Recopiez mot pour mot le passage du texte sur les violences conjugales en commençant par « On se souvient » et en continuant jusqu'à « rappelle le commencement. ».

### Texte à lire
::::::

On se souvient toujours de la première pièce. Le premier élément qu’on a placé. Les inaugurations de bâtiments se font en fanfare sur la première pierre. Personne ne vient voir ce qui se passe quand les ouvriers en sont au troisième étage à installer des milieux de fenêtres. Personne ne se souvient des éléments microscopiques de sa maquette d’avion, ceux qui allaient à l’intérieur et qu’on ne voit même plus. On se rappelle le commencement.

Une victime de violences conjugales se souvient toujours de la première fois. La première fois où elle s’est dit « Wow, c’est bizarre. » Une première dispute, bizarre, pour une raison bizarre, dans un lieu bizarre, sur un ton bizarre. Est-ce qu’on quitte quelqu’un qu’on aime parce qu’une dispute est bizarre ? Non, ce n’est pas suffisant. On avance avec, on fait une concession, c’est le principe du couple. Sur le premier élément, tordu, on en pose un deuxième, joli, coloré.

La première fois où elle a été gênée par ses propos, devant ses amis, sa famille, ses collègues. Elle lui en a parlé ensuite, il a reconnu que c’était déplacé, ça arrive à tout le monde, discussion de couple. On monte les éléments les uns sur les autres.

Le temps passe, éléments stables, éléments moins stables, l’ensemble monte. « Y a des hauts et des bas », c’est le principe du couple. Il y a surtout des moments forts. Il la place au-dessus de tout et de tout le monde, il lui dit des choses qu’elle n’a jamais entendues, qu’elle a besoin d’entendre, qu’il a besoin de dire ; elle est son unique amour, il ne vit que pour elle, elle est irremplaçable, il sera toujours là pour elle, s’opposera à quiconque lui voudra du mal, la défend envers et contre tout. Elle l’aime tout autant, elle seule sait qu’il est fragile malgré les apparences. Dans leur bulle, ils ressentent ce qu’ils avaient toujours eu besoin de ressentir. Sur les fragilités antérieures de l’un et de l’autre, le ciment prend, solide. Il coule sur les premières bases et amalgame l’ensemble dans un bloc compact. Impossible désormais de discerner quelle pièce provenait d’elle et laquelle venait de lui ; il n’y a que des éléments uniformes bétonnés. Les prochains seront préalablement trempés dans l’enduit « couple » avant même d’être mis en place.

::::::

### Données enregistrées
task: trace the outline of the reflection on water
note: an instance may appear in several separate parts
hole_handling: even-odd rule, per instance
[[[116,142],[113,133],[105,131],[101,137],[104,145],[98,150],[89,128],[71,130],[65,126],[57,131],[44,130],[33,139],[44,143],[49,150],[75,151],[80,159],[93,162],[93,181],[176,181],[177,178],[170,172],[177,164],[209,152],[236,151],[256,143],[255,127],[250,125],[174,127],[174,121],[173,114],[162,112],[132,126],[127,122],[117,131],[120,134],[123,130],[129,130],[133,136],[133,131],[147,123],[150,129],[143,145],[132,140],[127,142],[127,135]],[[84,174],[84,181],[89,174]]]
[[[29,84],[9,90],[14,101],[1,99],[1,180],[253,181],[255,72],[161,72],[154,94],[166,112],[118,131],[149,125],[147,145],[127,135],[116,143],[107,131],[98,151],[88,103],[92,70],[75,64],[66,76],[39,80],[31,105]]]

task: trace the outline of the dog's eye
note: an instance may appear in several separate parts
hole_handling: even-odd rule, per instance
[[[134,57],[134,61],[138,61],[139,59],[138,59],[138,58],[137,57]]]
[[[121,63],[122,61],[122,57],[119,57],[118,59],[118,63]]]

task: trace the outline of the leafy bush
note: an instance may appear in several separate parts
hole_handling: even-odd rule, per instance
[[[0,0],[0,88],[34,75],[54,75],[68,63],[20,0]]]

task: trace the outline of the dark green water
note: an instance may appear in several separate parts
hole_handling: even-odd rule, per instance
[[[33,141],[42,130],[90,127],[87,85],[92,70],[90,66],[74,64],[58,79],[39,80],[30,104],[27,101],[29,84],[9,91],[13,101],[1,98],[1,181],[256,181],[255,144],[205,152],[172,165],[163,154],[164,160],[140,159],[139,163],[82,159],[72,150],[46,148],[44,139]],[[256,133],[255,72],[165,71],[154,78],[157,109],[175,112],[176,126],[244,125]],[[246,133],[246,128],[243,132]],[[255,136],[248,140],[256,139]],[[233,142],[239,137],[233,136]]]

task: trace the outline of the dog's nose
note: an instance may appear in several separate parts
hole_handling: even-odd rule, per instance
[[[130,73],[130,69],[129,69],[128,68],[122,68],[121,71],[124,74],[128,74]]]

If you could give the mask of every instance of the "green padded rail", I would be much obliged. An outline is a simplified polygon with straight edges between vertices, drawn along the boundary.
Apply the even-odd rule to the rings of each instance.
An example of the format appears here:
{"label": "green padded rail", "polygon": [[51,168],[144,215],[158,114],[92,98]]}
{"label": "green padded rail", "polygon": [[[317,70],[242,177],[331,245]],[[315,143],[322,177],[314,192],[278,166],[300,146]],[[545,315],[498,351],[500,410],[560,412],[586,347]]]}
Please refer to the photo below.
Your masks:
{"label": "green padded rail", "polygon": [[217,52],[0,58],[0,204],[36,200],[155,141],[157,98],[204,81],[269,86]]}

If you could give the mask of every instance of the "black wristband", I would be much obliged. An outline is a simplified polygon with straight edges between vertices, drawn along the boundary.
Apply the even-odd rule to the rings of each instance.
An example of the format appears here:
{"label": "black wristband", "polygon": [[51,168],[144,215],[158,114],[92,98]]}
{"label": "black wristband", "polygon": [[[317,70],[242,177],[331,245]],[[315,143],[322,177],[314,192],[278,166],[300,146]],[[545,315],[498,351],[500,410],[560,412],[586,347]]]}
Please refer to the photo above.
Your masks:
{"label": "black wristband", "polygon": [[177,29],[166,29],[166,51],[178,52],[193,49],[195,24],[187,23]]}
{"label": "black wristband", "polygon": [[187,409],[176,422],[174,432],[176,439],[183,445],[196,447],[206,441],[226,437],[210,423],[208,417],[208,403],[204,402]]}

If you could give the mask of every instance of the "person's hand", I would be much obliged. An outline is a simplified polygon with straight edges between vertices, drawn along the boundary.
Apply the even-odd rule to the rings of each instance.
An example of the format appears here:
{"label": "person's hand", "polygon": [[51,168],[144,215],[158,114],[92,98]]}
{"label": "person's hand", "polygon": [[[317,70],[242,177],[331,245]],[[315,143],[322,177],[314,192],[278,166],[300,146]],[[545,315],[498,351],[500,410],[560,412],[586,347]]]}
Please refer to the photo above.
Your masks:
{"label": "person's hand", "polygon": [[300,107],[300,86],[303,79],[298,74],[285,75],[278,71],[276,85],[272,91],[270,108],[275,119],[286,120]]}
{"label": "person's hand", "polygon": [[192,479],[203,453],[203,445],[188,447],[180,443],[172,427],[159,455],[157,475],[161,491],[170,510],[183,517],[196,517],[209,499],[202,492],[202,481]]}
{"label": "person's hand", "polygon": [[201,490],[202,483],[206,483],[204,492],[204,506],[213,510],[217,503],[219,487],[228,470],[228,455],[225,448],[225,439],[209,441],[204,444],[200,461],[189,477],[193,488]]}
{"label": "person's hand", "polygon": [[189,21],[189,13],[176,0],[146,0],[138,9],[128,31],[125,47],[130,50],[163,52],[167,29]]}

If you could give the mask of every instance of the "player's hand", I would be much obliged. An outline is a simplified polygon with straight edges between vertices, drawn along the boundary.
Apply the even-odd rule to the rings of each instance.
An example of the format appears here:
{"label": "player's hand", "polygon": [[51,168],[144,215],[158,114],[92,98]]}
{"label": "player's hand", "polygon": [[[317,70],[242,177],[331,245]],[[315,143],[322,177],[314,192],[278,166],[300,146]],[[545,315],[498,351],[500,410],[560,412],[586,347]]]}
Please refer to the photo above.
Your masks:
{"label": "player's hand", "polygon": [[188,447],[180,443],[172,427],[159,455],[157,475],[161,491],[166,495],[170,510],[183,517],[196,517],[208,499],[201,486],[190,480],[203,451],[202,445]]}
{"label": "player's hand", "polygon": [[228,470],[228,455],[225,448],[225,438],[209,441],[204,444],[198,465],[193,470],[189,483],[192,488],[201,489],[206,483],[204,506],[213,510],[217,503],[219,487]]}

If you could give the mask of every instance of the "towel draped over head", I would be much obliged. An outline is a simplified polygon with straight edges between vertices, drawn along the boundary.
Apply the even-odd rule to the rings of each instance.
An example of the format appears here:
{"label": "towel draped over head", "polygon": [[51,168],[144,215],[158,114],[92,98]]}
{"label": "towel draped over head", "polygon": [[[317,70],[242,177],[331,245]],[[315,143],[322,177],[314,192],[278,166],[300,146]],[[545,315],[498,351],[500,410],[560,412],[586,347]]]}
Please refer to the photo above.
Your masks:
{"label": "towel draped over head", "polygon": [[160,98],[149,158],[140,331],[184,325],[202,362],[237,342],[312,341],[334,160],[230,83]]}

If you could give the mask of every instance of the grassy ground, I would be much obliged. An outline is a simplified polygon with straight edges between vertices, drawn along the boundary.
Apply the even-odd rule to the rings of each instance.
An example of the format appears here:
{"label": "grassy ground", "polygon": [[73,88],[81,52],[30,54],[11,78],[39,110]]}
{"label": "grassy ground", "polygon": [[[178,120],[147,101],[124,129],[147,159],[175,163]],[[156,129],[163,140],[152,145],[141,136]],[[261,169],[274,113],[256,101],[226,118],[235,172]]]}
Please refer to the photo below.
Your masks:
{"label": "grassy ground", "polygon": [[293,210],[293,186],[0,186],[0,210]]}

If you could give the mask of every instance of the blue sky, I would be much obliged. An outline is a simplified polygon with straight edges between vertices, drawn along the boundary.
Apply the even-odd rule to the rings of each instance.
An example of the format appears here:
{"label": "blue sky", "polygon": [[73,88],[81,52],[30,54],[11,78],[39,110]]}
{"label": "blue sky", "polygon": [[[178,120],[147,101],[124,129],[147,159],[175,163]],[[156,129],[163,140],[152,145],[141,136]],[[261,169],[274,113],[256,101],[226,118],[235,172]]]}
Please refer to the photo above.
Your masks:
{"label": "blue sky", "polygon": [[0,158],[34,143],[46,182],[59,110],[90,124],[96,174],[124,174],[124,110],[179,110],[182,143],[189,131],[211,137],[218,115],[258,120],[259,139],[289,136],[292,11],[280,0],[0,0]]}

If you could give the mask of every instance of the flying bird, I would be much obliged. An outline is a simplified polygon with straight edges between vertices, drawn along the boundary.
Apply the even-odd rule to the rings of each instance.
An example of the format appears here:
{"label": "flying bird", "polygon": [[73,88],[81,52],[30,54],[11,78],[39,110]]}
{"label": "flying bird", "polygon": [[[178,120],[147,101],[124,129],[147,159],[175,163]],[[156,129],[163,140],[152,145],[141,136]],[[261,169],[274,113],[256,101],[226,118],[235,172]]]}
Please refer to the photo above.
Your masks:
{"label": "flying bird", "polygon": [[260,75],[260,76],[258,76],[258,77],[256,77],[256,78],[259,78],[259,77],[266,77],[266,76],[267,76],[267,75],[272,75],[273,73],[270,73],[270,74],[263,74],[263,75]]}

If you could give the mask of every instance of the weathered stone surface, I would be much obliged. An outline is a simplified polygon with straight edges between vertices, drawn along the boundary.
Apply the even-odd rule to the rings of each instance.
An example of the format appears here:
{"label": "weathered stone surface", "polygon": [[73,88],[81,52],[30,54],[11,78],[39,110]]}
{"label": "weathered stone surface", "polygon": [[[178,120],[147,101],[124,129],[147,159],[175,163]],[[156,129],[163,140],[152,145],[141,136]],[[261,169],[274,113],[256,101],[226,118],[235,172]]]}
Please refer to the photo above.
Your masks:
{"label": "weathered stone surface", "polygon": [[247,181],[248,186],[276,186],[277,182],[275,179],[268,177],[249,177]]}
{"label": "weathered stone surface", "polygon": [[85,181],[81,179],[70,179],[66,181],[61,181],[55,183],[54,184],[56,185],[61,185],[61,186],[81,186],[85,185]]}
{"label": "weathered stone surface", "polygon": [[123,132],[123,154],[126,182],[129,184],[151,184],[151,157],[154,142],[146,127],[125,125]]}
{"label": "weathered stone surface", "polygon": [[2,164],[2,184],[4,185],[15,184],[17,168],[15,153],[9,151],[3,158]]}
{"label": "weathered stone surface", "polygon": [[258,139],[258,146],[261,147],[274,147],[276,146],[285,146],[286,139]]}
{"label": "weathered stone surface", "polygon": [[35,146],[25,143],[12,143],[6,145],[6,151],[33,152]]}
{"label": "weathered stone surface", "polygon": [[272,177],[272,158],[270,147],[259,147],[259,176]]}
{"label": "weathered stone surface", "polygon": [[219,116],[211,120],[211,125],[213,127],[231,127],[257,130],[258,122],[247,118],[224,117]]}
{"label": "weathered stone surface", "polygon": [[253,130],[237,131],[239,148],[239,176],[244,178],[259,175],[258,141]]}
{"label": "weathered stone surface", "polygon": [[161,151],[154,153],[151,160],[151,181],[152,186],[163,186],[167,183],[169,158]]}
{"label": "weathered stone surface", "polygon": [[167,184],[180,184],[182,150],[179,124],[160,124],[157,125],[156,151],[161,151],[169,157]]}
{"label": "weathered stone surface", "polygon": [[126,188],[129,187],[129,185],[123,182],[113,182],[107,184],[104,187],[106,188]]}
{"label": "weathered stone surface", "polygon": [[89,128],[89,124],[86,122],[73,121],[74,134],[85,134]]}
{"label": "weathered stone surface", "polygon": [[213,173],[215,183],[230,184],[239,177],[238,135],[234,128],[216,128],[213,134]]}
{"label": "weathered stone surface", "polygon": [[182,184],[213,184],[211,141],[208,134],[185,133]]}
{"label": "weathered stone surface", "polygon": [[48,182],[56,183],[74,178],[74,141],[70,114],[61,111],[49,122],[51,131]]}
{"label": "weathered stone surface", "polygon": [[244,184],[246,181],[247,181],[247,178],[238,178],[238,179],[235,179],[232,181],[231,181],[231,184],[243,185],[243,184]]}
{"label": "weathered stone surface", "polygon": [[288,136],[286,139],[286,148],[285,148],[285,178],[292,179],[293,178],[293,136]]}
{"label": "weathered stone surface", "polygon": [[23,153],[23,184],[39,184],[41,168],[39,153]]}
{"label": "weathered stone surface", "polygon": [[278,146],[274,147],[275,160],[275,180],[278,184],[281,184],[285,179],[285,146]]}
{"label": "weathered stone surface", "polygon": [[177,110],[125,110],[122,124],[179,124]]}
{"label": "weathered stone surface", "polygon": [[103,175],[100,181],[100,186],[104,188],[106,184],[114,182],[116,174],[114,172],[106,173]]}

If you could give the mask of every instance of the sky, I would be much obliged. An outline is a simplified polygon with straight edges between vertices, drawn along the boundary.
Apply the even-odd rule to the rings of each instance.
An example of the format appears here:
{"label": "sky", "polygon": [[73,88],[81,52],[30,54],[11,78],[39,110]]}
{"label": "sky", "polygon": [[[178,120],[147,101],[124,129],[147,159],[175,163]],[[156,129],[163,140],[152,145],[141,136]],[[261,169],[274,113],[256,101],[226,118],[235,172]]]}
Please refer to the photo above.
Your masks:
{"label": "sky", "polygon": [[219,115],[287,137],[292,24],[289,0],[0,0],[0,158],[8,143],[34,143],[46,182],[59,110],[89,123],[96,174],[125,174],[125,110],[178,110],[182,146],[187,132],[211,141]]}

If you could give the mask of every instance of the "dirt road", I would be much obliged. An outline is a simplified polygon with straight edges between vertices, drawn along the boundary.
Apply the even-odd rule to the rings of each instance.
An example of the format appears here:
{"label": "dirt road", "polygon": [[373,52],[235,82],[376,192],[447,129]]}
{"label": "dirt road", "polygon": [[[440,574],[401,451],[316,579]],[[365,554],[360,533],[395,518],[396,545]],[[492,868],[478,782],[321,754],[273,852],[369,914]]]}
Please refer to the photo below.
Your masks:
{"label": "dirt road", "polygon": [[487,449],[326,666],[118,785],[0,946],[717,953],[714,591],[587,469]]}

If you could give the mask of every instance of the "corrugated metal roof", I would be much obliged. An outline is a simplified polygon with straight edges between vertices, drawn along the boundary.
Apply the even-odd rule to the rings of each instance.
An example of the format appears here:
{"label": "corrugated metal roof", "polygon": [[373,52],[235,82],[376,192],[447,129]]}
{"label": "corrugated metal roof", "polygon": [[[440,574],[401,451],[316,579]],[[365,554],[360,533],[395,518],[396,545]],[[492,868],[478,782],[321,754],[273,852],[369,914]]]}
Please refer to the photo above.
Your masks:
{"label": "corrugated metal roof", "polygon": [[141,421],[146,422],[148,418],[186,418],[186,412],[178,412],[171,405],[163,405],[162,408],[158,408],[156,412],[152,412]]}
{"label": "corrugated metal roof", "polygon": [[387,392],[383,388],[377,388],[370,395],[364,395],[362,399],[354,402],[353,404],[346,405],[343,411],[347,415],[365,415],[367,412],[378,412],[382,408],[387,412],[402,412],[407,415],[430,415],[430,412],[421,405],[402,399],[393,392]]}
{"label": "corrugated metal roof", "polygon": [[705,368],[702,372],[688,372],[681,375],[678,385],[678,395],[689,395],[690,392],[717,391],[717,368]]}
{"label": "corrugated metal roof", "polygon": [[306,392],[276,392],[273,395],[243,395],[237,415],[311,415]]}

::::::

### Réponse rédigée
On se souvient toujours de la première pièce. Le premier élément qu’on a placé. Les inaugurations de bâtiments se font en fanfare sur la première pierre. Personne ne vient voir ce qui se passe quand les ouvriers en sont au troisième étage à installer des milieux de fenêtres. Personne ne se souvient des éléments microscopiques de sa maquette d’avion, ceux qui allaient à l’intérieur et qu’on ne voit même plus. On se rappelle le commencement.